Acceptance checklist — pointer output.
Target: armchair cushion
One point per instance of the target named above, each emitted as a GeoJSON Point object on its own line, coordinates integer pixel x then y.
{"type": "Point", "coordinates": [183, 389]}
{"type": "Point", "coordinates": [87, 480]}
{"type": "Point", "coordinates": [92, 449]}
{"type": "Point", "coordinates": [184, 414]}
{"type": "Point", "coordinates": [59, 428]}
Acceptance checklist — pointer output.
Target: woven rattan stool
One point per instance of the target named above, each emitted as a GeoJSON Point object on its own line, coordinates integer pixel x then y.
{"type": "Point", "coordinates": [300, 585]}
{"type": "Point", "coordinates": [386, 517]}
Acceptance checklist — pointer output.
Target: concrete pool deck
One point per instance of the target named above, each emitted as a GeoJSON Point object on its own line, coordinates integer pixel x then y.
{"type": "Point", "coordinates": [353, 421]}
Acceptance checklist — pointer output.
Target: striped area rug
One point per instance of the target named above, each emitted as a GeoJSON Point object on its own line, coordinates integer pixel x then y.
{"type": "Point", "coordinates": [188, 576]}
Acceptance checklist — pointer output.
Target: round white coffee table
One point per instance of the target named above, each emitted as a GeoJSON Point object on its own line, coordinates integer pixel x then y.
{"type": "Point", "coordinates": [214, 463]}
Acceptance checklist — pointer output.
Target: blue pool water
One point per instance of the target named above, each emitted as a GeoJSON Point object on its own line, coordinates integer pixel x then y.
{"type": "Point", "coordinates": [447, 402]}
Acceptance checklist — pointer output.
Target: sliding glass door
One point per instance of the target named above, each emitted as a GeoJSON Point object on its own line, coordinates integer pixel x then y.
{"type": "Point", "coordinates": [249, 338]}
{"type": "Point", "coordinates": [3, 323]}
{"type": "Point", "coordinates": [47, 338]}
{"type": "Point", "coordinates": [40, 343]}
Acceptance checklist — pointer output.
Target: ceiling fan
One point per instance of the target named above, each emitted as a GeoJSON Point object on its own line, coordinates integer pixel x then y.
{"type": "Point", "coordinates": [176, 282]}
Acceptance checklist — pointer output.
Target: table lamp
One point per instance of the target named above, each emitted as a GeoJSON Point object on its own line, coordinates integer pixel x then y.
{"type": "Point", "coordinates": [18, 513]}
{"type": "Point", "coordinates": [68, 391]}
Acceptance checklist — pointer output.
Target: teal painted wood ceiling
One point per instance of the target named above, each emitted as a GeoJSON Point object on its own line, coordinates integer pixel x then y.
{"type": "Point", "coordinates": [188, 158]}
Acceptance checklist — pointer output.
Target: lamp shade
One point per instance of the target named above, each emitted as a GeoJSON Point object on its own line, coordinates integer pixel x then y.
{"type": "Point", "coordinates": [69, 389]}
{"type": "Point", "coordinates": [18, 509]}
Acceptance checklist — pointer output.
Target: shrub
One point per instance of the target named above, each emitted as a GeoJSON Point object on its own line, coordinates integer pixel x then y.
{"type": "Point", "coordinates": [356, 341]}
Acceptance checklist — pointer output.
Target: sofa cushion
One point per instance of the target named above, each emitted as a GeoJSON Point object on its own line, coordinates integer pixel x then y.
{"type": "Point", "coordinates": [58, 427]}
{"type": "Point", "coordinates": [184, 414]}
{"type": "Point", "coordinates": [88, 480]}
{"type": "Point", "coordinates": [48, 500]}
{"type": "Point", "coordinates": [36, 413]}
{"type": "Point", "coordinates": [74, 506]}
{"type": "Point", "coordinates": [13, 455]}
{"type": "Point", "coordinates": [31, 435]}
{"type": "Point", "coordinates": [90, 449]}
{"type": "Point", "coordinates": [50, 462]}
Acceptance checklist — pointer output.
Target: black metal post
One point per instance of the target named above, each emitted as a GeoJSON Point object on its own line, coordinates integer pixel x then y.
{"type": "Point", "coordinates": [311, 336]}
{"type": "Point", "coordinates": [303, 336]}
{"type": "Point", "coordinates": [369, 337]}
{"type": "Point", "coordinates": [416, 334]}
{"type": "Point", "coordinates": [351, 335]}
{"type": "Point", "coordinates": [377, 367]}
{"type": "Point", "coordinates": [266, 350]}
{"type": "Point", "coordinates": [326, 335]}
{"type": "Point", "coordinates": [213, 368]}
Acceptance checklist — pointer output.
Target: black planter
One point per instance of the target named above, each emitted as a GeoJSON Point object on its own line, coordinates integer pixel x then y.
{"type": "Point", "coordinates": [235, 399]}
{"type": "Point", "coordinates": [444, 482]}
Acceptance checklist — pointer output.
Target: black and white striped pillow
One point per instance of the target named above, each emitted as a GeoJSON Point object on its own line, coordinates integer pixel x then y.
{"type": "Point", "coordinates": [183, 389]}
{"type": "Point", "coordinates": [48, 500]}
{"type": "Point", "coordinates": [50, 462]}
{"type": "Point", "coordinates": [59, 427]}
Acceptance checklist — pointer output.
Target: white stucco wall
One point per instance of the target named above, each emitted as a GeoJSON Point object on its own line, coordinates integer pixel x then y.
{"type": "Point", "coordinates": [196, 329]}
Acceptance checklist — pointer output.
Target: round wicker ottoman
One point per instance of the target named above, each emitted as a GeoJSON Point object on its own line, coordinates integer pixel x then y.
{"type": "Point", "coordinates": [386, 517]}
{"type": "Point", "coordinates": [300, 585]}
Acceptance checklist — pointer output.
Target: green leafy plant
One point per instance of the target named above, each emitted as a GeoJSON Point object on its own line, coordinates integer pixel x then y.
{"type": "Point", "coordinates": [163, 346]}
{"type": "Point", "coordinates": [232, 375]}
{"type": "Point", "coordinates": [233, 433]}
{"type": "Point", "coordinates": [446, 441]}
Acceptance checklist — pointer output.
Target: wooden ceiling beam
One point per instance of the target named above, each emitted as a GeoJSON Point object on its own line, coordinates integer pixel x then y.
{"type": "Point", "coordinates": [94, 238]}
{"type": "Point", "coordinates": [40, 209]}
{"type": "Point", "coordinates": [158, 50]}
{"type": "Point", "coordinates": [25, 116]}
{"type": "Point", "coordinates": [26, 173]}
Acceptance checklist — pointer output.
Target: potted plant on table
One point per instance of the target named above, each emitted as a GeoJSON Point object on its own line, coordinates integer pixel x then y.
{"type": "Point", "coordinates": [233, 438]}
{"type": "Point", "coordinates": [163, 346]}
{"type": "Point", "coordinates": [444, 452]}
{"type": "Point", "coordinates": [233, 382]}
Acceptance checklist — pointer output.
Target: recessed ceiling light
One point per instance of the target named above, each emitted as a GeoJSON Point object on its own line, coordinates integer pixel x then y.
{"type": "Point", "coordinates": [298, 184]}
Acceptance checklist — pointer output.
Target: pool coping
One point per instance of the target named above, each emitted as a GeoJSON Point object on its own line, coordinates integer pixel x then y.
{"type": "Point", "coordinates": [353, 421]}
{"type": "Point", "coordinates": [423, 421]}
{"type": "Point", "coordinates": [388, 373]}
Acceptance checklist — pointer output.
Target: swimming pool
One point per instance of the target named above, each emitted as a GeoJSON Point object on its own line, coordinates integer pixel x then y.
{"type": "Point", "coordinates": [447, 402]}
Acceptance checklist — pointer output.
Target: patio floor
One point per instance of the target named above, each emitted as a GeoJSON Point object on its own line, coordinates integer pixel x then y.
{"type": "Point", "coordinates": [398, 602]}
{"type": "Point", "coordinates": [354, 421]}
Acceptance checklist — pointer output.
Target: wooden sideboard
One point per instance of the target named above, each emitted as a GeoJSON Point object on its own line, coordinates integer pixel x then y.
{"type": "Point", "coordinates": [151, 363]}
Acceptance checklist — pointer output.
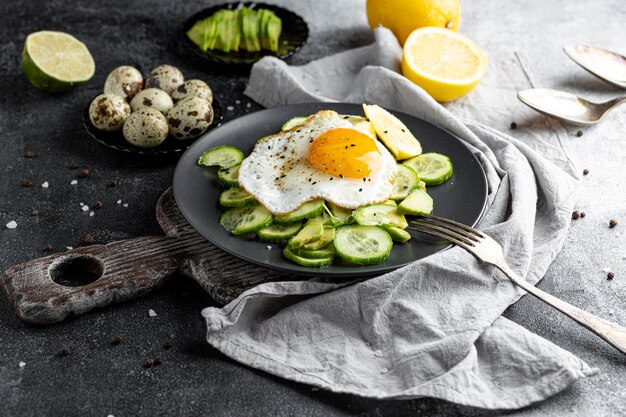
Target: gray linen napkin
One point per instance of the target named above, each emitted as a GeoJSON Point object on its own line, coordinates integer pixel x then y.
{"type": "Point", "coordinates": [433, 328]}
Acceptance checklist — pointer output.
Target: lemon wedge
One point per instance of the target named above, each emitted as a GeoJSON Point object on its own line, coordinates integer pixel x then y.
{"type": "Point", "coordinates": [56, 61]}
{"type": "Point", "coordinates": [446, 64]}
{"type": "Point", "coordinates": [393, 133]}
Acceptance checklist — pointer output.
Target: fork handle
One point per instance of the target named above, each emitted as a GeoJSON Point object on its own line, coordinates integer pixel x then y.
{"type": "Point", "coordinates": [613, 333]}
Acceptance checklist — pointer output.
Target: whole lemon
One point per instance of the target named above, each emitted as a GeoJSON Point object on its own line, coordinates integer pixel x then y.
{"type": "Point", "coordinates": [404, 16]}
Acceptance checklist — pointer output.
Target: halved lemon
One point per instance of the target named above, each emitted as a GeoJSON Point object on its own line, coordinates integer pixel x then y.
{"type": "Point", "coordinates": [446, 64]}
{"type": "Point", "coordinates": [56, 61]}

________________________

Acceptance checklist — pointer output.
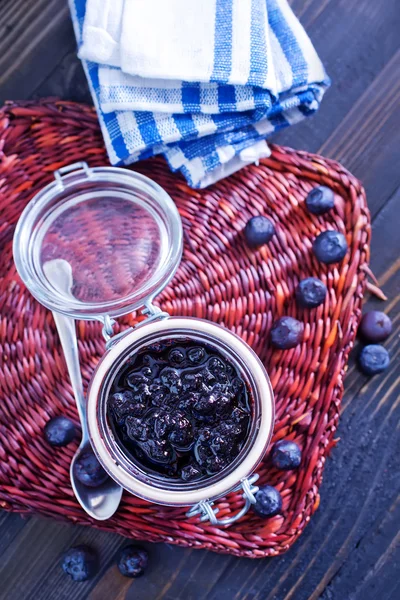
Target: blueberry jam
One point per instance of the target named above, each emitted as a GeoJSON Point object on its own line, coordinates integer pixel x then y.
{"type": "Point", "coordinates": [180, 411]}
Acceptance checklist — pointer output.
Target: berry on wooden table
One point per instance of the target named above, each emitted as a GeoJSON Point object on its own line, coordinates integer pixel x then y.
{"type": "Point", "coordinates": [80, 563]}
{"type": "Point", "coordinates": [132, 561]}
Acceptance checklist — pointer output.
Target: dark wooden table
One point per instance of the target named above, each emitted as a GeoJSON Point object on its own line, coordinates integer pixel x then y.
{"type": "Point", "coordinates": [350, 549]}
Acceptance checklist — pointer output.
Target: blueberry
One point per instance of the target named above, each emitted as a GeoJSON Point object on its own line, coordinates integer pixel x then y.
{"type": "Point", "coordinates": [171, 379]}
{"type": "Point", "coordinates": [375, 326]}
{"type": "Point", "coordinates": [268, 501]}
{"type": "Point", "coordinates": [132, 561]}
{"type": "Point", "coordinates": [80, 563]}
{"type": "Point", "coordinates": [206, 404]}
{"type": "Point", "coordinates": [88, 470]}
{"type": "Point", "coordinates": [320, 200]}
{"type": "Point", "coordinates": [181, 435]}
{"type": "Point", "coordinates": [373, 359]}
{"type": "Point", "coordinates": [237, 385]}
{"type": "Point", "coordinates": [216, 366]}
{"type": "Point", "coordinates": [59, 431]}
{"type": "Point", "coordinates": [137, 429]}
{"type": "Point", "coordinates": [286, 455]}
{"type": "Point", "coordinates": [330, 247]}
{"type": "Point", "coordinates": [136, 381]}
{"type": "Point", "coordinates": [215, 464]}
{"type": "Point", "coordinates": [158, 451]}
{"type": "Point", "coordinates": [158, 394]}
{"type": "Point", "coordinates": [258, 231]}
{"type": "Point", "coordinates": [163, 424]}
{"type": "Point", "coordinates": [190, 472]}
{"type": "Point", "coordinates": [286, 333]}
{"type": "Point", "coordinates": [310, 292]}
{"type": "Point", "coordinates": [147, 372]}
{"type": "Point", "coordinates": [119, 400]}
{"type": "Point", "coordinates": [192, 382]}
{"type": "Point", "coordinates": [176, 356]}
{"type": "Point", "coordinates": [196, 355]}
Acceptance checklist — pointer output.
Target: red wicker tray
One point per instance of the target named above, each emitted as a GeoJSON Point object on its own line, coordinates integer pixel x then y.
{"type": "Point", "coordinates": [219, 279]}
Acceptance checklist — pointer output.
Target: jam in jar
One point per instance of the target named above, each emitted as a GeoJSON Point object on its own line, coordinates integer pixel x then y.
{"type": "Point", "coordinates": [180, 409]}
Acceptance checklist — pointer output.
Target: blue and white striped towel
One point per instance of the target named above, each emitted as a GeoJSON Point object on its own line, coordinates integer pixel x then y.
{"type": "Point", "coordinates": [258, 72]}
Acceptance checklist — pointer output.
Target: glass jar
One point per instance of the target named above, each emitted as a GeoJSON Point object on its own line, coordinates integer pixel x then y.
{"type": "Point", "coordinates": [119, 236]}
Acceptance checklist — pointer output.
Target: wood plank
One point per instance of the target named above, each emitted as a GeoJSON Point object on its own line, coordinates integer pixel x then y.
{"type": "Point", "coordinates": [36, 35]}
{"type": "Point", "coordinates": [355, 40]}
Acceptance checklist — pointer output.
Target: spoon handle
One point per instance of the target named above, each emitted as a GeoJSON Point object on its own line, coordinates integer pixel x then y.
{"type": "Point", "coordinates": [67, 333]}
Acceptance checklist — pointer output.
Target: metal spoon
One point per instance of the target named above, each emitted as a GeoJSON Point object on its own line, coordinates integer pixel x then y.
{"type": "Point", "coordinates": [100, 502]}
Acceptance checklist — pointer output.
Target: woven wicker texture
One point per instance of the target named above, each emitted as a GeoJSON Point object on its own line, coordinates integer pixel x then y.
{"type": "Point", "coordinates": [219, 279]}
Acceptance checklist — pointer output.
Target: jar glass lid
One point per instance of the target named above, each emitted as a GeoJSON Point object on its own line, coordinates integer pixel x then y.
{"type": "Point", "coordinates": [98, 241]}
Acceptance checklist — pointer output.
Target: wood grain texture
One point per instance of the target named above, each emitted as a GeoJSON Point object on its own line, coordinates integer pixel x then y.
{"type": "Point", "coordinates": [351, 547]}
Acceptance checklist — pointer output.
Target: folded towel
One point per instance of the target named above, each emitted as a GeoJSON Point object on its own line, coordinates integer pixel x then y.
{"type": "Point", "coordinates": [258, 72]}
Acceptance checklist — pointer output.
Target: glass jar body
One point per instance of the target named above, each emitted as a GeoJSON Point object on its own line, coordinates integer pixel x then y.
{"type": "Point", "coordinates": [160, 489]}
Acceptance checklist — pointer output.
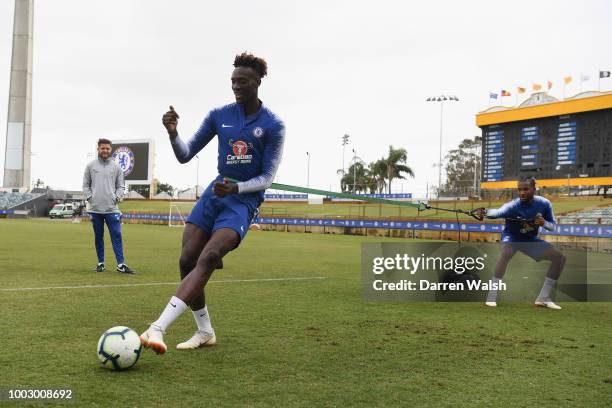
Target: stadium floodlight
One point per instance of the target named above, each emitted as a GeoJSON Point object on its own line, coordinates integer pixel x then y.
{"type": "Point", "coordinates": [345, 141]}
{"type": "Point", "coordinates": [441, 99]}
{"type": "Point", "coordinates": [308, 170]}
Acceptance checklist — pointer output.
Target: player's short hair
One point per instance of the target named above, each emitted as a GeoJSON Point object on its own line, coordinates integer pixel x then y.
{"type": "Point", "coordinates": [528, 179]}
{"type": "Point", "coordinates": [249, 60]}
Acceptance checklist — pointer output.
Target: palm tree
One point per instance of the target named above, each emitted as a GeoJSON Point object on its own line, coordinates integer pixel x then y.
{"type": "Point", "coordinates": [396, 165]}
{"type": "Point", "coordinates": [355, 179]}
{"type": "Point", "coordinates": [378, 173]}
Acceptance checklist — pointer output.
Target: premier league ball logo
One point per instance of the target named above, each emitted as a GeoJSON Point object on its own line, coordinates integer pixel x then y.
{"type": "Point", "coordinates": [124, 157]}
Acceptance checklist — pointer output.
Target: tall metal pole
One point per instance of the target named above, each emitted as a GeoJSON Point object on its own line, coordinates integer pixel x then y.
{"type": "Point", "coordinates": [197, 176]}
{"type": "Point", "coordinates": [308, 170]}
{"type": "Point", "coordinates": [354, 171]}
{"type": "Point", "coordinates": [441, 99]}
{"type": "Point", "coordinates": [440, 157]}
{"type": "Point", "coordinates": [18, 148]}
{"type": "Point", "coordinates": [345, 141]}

________________________

- Your goal
Gather every line from the records above that contains the word "spoon" and copy each one out in full.

- Solution to the exercise
Target: spoon handle
Target: metal spoon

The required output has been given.